## What the exercise asks
Show each line of the records below that contains the word "grassy". Treat uppercase and lowercase as different.

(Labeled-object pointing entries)
+ + + + + + +

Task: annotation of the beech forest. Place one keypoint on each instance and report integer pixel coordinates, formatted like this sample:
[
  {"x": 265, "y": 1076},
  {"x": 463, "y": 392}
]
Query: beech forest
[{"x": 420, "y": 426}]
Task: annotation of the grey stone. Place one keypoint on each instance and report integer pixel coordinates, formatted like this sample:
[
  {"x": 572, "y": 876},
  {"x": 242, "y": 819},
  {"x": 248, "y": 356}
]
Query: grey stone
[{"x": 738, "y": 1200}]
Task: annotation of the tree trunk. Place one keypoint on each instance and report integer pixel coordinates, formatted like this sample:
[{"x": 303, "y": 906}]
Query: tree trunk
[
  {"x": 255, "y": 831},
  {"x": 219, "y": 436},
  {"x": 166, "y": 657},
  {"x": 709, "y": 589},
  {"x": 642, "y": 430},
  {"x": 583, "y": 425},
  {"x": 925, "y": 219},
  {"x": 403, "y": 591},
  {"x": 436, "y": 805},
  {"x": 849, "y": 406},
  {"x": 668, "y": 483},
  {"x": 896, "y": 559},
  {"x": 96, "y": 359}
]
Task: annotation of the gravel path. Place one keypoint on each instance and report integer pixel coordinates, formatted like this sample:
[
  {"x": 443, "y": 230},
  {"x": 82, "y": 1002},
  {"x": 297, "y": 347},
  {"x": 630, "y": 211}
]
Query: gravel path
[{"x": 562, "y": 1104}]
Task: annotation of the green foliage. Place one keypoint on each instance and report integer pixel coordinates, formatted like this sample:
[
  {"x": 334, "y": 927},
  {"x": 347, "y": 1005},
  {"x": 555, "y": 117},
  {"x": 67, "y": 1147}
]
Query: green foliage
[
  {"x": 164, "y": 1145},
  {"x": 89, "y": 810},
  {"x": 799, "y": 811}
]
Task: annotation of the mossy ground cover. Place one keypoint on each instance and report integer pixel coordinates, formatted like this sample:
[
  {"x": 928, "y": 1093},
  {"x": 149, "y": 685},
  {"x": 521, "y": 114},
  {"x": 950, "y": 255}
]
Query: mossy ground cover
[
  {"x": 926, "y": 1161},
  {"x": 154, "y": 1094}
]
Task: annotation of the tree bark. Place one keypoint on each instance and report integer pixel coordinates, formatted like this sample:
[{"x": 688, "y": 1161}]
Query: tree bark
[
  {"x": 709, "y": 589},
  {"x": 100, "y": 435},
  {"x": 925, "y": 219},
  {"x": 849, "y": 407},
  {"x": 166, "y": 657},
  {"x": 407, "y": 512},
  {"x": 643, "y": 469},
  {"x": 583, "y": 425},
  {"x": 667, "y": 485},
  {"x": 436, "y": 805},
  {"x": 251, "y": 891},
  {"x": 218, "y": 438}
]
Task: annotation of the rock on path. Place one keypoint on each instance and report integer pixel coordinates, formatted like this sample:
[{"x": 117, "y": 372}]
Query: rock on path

+ + + + + + +

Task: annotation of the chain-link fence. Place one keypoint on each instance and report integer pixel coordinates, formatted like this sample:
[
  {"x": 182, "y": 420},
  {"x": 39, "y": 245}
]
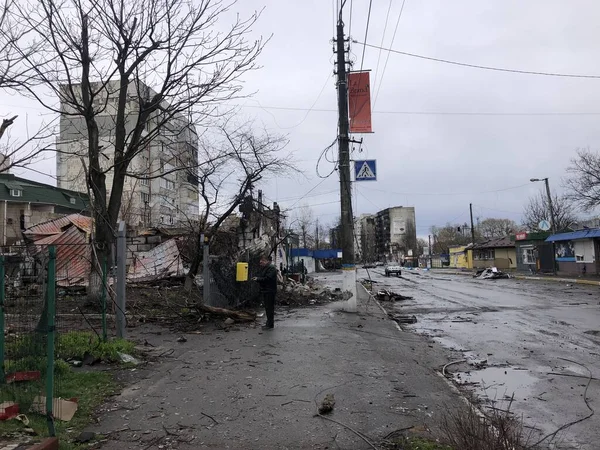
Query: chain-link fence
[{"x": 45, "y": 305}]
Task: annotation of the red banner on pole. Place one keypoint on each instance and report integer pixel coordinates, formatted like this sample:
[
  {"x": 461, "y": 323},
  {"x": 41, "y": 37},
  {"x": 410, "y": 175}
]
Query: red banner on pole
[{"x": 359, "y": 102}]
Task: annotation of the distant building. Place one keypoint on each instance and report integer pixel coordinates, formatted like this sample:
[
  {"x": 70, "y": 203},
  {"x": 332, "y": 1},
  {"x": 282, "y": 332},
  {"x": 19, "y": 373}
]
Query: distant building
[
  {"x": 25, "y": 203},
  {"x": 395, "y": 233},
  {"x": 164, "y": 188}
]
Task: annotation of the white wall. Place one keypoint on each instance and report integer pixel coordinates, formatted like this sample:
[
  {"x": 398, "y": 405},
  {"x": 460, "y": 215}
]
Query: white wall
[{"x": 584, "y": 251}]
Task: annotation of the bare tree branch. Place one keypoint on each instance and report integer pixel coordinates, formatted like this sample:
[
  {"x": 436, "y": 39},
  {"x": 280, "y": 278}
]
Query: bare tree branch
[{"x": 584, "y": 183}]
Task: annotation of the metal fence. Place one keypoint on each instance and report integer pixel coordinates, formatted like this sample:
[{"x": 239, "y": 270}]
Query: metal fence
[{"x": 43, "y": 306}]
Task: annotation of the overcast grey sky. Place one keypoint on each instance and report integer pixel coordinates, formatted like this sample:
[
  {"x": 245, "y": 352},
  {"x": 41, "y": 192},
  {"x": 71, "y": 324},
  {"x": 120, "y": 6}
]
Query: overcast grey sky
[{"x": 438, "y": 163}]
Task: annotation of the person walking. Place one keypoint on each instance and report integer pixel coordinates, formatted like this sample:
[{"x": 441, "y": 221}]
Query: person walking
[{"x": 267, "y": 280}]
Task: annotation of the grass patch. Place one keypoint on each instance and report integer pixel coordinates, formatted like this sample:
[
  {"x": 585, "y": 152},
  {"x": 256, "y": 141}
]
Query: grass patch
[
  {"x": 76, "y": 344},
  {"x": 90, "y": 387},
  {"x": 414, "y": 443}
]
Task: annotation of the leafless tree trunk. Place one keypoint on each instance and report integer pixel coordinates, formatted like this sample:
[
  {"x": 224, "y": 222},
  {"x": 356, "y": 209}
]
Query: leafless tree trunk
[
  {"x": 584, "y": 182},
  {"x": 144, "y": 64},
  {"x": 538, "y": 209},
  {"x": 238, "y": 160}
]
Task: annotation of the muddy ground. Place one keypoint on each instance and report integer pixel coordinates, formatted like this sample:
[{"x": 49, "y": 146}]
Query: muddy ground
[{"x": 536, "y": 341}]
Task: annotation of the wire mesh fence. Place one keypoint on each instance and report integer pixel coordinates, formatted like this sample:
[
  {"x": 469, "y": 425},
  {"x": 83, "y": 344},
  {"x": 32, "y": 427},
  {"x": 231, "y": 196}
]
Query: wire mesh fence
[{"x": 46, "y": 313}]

+ + + + + + +

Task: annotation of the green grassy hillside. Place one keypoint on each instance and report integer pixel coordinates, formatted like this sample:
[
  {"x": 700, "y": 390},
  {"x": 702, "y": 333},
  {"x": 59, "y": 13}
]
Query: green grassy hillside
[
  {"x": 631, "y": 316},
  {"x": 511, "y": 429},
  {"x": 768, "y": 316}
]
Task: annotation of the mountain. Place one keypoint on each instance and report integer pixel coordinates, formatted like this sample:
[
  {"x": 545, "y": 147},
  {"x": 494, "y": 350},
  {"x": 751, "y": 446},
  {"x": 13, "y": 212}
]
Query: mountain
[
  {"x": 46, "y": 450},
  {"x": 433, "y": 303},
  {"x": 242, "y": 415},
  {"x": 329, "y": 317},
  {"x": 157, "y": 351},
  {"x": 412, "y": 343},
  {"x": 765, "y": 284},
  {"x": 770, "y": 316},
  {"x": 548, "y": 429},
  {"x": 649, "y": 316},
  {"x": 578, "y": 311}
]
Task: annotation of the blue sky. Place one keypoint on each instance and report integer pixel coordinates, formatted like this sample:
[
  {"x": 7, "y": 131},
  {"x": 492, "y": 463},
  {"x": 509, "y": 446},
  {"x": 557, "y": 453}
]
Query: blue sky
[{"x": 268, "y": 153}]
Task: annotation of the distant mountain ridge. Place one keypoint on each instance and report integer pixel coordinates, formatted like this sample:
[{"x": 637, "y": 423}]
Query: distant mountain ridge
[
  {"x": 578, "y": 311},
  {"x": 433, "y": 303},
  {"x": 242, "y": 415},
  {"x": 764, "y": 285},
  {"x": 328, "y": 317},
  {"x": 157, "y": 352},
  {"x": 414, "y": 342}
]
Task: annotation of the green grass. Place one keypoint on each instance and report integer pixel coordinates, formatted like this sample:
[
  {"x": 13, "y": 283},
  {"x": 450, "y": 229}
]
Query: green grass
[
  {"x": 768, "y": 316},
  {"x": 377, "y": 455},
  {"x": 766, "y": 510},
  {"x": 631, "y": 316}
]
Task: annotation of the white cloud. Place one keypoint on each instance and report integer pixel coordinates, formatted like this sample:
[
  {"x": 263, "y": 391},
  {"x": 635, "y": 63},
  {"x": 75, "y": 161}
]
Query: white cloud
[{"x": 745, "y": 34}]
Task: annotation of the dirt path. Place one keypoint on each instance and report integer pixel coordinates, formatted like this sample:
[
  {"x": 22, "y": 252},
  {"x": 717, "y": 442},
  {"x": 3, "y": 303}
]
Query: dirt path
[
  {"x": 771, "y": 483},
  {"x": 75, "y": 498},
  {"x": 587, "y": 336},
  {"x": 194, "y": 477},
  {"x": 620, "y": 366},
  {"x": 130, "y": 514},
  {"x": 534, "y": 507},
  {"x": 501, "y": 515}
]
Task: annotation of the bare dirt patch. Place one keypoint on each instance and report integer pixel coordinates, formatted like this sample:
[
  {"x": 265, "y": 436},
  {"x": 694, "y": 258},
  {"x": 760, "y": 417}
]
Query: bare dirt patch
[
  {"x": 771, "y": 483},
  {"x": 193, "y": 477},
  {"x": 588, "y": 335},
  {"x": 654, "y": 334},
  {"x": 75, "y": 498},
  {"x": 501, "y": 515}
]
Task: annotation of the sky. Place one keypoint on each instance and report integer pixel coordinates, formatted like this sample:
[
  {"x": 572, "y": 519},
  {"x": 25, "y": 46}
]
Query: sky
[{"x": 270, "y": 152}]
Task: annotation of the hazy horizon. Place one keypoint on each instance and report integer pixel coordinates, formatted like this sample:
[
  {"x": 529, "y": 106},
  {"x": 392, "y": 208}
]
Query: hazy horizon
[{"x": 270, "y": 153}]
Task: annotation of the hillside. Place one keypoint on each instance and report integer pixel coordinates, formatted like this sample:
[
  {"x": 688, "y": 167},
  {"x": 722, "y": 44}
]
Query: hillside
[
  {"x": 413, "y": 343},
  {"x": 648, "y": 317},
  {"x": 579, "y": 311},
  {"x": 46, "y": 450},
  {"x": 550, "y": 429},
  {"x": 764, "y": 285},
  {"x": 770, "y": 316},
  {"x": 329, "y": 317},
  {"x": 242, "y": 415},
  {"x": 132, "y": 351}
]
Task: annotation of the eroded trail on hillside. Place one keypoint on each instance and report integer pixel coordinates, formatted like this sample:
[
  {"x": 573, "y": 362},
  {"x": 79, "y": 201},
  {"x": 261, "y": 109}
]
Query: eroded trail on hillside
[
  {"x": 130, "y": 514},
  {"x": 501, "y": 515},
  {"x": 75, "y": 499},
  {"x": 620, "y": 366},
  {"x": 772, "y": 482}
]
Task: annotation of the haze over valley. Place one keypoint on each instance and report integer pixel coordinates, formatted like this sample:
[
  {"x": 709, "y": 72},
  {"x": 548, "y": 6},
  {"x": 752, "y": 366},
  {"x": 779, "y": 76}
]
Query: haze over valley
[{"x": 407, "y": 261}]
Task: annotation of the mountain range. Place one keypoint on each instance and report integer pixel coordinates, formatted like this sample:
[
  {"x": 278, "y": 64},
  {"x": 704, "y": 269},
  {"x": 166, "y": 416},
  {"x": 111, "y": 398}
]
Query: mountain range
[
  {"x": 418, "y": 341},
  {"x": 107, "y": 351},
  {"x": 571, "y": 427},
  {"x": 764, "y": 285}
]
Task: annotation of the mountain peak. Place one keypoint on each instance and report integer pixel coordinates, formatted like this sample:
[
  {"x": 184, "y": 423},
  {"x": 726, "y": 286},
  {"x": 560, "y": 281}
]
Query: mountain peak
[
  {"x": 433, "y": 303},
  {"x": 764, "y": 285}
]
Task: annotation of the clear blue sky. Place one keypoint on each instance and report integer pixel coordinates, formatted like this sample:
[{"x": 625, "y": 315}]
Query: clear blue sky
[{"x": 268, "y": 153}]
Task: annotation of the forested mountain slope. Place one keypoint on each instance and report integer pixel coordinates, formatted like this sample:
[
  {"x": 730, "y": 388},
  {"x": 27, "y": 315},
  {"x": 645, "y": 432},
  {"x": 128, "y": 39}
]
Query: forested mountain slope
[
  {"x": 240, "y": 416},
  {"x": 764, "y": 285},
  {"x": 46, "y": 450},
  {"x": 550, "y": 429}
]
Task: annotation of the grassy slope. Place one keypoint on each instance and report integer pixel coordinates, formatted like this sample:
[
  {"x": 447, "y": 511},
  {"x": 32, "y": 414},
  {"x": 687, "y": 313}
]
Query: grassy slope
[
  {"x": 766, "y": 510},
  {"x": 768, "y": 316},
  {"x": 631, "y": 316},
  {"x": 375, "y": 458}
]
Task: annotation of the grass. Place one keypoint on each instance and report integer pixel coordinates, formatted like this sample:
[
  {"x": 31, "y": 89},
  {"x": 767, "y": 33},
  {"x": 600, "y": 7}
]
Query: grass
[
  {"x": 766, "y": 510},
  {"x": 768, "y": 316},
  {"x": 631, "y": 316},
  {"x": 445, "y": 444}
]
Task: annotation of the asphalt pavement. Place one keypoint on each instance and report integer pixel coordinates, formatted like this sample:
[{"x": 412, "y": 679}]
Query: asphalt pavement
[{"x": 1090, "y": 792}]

+ + + + + + +

## Answer to the problem
Task: annotation of the green grassy hillside. Place one keypoint on each instance and report integer pixel coordinates, formatted like this sample:
Query: green grassy hillside
Task: annotation of the grassy slope. Place one keypoint on each instance and report integer pixel coordinates, formatted like this sample:
Query: grassy slope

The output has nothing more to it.